Description of the task:
Start to finish, repeat the records exactly.
====
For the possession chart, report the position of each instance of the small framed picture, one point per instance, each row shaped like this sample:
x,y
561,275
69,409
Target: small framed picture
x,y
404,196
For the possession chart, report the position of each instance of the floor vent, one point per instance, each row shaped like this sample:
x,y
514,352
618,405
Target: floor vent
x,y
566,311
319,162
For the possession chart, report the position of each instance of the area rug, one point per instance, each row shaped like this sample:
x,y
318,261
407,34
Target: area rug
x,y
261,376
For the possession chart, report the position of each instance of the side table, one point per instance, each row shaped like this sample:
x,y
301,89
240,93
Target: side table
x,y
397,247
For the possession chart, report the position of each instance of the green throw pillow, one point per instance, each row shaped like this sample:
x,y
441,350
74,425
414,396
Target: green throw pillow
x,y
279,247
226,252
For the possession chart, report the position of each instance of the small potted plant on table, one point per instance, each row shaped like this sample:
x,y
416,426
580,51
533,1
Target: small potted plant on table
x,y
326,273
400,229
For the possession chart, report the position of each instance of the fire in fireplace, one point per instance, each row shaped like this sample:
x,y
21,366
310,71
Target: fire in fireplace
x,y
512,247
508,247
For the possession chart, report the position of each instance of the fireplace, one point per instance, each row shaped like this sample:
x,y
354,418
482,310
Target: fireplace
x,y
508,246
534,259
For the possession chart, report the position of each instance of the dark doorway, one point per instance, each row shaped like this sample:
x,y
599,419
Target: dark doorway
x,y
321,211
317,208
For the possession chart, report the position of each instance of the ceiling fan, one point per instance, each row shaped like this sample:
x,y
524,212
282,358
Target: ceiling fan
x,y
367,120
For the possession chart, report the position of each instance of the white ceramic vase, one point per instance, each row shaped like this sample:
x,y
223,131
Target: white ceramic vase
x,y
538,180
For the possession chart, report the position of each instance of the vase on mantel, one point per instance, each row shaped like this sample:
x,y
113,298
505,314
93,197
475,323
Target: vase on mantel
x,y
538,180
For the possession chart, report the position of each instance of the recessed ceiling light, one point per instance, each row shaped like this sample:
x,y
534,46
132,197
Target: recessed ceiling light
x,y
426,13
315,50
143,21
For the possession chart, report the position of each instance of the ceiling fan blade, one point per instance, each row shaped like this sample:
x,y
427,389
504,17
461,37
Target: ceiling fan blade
====
Your solution:
For the possession chart, report the position of each instance of the small framed picture, one point per instance, each row shaped like this sample:
x,y
561,275
69,409
Target: small framed picture
x,y
404,196
For the possession chart, report the position of each instance of the floor vent, one point per instance, each row shaped like this sample:
x,y
514,352
618,405
Target: floor vent
x,y
566,311
319,162
For the possession chart, report the position of each instance of the area rug, one point per instance, each row shaped like this sample:
x,y
318,261
407,34
Target: area rug
x,y
261,376
For the possession chart, report the position of each instance of the side table, one point per instance, each row shaped like this sample:
x,y
301,89
240,93
Target: side table
x,y
397,247
For the possession chart, report the position of each instance of the green throw pillow, one point per instance, each row shaped like this sample:
x,y
441,350
74,425
414,396
Target: green throw pillow
x,y
279,247
226,252
For the possession chart, report the position of each instance of the small potted plant on table, one point per instance, each row shaped like this sample:
x,y
416,426
580,51
533,1
Target: small potted plant on table
x,y
326,273
400,229
For the possession chart, report the position of each instance of the fire in fireplace, one point per instance, each row shaped like this sample:
x,y
21,366
310,71
Target: fire in fireplace
x,y
512,247
508,247
For the possession chart, report the position of each instance of the fireplace, one point per instance, each row shaped like this sample:
x,y
354,418
482,310
Target: fireplace
x,y
508,246
534,259
For the possession chart, report the position of each instance of the dark doorway, one point per instance, each row shaped like this sample:
x,y
599,419
Target: dark doorway
x,y
321,211
317,208
For the possession chart, report the position of each instance of the ceiling fan, one point per instance, each row shaped like this sample:
x,y
524,212
282,358
Target: ceiling fan
x,y
367,120
For the possession chart, report the position of each instance of the white ceramic vase, one point per instance, each row shaped like this sample:
x,y
223,131
Target: white ceramic vase
x,y
538,180
For the possession chart, report the position of each instance of the vase on mantel, one point per instance, each row shaped like this sample:
x,y
113,298
505,314
93,197
475,323
Target: vase on mantel
x,y
538,180
For the possession chart, report the position of each instance of the recessed ceiling light, one point per instance, each row shaped like this sample:
x,y
534,46
132,197
Target: recessed ceiling light
x,y
426,13
315,50
143,21
For the possession chart, report the position of each instance of the ceiling fan blade, one point per instance, each row shaped like this sample:
x,y
427,389
504,17
461,37
Target: ceiling fan blade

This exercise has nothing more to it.